#### PROBLEM TO SOLVE
Every line from the one with "the tree with" to the end of the data needs to be copied exactly, and no line before it.

[Items from a dataset]
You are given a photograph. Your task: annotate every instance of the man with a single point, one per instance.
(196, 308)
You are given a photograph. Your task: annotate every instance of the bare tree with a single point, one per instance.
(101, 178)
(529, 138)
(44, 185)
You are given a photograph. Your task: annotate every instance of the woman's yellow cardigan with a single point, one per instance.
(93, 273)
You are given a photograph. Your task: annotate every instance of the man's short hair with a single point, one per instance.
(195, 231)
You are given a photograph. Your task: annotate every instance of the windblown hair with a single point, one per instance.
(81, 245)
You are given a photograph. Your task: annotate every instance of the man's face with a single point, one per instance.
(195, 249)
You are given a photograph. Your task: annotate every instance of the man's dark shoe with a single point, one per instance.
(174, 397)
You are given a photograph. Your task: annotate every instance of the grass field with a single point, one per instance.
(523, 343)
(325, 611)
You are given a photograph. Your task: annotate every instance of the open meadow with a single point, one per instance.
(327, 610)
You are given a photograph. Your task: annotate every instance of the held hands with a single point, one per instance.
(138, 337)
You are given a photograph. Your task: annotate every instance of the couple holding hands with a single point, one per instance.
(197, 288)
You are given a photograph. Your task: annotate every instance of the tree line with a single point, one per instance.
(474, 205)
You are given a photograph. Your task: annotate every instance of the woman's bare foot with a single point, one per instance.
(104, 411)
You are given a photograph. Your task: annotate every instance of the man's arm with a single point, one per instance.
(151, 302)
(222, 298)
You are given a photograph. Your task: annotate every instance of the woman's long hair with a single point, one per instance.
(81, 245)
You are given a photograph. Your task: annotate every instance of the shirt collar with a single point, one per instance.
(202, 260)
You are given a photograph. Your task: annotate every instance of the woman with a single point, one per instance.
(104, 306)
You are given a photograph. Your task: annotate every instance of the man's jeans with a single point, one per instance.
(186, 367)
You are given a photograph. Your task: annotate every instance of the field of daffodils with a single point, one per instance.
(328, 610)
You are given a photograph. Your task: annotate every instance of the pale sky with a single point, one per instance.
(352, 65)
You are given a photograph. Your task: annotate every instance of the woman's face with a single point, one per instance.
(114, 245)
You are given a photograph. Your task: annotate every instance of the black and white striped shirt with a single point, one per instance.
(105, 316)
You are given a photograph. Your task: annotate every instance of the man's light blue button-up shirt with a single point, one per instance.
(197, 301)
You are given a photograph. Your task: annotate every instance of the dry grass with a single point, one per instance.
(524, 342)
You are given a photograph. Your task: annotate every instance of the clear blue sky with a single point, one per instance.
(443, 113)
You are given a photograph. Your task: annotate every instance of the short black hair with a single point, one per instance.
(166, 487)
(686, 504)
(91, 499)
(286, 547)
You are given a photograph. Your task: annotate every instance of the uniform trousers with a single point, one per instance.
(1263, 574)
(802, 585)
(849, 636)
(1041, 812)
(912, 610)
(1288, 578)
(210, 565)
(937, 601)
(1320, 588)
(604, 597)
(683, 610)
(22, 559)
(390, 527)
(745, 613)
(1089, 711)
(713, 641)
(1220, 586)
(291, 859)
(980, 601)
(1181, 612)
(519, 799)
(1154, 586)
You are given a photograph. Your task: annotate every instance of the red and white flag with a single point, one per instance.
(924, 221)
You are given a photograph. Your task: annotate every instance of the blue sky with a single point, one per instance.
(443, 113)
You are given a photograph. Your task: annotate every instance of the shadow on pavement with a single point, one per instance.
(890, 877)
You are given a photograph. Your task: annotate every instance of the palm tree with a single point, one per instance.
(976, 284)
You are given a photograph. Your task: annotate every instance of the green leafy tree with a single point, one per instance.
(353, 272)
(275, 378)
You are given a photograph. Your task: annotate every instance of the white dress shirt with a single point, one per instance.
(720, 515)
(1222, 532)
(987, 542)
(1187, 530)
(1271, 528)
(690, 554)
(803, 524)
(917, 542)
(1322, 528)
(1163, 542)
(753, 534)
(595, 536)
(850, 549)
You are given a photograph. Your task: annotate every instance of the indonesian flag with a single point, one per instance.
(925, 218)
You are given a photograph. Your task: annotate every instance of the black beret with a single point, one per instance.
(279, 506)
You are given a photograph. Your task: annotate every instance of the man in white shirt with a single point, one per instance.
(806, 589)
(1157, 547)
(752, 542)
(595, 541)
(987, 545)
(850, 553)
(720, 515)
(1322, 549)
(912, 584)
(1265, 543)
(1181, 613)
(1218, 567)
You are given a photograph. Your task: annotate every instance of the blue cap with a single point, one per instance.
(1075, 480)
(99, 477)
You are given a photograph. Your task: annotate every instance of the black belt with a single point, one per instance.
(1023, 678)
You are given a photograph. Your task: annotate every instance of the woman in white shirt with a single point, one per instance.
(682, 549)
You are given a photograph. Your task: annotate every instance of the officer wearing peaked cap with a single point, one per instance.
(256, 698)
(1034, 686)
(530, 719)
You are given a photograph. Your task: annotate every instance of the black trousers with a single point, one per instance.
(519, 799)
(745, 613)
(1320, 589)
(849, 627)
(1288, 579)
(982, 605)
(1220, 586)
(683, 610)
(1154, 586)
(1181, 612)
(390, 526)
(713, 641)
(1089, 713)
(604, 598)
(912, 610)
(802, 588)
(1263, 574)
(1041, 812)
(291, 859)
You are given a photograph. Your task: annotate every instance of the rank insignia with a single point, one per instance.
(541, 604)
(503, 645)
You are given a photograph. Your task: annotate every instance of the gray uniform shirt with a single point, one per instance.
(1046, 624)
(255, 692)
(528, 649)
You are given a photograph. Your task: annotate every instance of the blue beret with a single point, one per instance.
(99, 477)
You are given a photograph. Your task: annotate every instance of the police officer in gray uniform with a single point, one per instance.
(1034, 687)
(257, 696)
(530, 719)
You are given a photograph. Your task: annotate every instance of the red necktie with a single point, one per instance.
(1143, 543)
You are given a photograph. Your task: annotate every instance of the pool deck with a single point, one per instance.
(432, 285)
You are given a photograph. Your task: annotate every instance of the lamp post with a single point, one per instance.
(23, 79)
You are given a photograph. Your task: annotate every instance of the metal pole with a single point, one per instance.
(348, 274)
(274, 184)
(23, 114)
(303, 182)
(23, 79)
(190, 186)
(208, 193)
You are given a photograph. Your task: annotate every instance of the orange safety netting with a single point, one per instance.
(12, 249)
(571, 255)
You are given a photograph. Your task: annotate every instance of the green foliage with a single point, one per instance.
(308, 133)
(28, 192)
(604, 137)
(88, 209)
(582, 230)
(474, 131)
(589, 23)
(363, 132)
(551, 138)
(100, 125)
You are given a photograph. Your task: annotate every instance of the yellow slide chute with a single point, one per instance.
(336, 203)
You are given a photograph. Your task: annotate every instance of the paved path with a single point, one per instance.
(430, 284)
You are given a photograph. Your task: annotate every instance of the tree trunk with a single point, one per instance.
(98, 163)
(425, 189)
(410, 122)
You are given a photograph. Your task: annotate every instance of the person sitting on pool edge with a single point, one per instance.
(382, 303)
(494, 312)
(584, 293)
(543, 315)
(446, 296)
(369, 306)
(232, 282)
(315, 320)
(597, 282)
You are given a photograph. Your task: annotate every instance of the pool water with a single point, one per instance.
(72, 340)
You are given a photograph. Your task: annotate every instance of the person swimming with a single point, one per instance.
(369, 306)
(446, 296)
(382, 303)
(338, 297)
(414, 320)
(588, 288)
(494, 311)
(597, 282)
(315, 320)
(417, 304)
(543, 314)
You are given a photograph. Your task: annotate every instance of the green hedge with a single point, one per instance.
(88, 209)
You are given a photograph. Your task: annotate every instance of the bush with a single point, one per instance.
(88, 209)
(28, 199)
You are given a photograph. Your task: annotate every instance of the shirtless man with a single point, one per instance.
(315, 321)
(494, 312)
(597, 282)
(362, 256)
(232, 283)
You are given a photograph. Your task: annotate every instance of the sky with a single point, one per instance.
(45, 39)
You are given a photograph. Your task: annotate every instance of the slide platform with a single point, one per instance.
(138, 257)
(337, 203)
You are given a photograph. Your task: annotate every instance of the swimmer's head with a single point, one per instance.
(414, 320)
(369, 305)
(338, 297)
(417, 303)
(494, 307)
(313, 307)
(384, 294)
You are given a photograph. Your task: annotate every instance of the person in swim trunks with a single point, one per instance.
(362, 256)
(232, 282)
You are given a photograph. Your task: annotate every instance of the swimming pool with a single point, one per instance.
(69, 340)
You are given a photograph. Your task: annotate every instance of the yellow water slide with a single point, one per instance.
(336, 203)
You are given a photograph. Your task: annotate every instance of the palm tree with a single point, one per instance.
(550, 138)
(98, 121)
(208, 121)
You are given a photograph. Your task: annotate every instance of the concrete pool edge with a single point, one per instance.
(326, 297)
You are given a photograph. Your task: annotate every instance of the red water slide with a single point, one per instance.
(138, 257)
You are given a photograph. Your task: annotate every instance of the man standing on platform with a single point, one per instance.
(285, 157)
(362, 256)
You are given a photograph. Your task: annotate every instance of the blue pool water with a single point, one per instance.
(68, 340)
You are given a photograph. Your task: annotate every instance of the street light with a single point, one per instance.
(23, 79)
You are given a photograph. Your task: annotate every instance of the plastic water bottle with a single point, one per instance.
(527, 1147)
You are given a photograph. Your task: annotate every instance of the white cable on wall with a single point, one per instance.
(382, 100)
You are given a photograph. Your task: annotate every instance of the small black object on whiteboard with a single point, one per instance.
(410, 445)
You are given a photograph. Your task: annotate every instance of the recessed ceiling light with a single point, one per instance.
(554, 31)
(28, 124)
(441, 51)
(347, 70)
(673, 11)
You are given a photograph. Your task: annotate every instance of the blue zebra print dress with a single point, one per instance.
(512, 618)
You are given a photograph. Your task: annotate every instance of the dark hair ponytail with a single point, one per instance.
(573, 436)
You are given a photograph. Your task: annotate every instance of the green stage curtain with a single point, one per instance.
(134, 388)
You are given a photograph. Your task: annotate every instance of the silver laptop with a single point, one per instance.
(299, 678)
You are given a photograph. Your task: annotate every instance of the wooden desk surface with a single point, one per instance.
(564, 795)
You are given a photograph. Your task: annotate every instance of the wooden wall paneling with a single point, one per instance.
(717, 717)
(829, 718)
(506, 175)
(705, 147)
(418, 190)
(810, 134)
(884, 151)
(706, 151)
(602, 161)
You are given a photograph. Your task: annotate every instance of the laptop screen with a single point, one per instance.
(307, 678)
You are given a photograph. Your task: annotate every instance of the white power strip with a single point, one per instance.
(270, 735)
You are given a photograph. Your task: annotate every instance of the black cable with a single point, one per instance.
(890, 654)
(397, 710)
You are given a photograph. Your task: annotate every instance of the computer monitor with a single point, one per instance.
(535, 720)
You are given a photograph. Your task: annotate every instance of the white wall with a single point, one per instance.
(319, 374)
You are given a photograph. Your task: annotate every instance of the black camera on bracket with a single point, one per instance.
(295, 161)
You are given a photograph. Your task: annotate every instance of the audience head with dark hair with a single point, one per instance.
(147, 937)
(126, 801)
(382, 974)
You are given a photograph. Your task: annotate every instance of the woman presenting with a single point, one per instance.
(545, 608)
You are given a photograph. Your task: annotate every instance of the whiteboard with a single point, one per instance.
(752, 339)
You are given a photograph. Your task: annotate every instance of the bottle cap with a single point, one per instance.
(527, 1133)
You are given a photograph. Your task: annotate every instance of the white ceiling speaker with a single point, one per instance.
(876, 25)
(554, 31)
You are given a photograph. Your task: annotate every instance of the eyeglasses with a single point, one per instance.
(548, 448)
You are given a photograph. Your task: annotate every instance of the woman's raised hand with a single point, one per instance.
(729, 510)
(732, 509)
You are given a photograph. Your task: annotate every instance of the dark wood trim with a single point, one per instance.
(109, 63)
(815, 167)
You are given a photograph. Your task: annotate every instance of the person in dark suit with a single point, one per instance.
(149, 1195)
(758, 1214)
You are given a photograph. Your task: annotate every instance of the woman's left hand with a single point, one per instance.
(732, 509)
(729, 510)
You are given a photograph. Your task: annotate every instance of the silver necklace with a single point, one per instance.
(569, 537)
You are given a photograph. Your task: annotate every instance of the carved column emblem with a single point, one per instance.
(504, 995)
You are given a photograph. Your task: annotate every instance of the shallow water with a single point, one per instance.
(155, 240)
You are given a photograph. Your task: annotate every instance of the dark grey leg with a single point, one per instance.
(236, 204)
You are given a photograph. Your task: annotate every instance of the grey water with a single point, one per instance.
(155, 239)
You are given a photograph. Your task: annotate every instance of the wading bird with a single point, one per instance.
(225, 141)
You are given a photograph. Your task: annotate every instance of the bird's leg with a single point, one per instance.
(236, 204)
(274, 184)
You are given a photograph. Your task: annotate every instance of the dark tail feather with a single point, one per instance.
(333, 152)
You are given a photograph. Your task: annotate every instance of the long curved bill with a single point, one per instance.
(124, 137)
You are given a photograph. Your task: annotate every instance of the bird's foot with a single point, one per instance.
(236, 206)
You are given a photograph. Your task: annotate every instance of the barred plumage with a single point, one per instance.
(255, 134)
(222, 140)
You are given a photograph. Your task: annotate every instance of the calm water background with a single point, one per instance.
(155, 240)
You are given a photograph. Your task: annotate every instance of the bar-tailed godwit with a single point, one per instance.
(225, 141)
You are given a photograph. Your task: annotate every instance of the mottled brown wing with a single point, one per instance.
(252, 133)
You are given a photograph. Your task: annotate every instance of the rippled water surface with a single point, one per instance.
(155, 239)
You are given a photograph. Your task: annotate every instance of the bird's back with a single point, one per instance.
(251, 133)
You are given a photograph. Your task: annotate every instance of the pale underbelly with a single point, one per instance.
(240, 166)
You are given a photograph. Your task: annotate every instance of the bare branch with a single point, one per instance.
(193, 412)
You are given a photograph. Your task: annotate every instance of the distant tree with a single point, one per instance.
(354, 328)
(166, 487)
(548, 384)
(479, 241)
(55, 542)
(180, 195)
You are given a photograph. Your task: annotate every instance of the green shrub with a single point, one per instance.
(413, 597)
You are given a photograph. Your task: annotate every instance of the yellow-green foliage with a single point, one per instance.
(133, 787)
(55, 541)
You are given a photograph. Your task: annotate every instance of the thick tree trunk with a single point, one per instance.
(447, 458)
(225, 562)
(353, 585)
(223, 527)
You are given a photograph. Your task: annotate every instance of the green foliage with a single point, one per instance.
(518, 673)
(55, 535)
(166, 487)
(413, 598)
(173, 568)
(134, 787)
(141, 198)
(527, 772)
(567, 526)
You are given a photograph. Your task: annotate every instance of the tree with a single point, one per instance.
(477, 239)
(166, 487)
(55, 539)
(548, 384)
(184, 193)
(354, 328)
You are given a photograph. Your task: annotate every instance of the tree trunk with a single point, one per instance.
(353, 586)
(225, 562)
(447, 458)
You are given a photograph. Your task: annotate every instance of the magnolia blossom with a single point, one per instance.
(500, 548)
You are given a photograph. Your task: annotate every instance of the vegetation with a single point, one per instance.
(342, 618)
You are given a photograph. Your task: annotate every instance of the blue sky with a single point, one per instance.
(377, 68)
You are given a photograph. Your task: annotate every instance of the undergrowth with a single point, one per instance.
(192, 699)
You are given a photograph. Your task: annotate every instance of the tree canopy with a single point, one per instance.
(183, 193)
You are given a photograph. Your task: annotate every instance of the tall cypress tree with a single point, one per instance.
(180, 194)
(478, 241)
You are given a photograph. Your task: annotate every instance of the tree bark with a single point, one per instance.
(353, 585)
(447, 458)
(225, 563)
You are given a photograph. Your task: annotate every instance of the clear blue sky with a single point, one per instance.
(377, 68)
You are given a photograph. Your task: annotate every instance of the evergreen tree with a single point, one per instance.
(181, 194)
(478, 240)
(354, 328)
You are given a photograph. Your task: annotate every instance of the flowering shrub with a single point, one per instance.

#### FINISHED ANSWER
You are given a photograph. Your task: annotate every instance of the tree with a single point, one per instance.
(477, 239)
(166, 487)
(55, 539)
(548, 384)
(184, 193)
(354, 328)
You are given a photograph. Your task: annotate every instance of the tree trunk with a single point, one per instance.
(353, 586)
(225, 562)
(447, 458)
You are given a photograph. Your task: annotate every instance of the magnolia blossom with a single point, one per instance.
(500, 548)
You are given a photograph. Your task: annotate every instance of the vegetation with a single point, one per instance.
(342, 618)
You are given a photograph. Your task: annotate every instance of the blue sky with a single point, one per instance.
(377, 68)
You are given a photograph. Your task: annotate every instance of the undergrowth with a single point, one per instance.
(192, 699)
You are given a photograph. Your task: annotate every instance of the tree canopy with a single point, one per instance.
(183, 193)
You are given a photograph. Your task: annotate every instance of the tall cypress tree with a single point, one per instance.
(180, 194)
(478, 241)
You are given a photograph. Your task: annotate every instance of the tree bark with a single point, one per instance.
(353, 585)
(447, 458)
(225, 563)
You are given a photograph. Your task: annotate every instance of the clear blue sky with a single point, one per instance.
(377, 68)
You are given a photograph. Your task: annotate every instance of the evergreen tree with a single point, one per instance.
(181, 194)
(478, 240)
(354, 328)
You are given a photograph. Your task: annotate every instance of the flowering shrub with a single point, one per instance.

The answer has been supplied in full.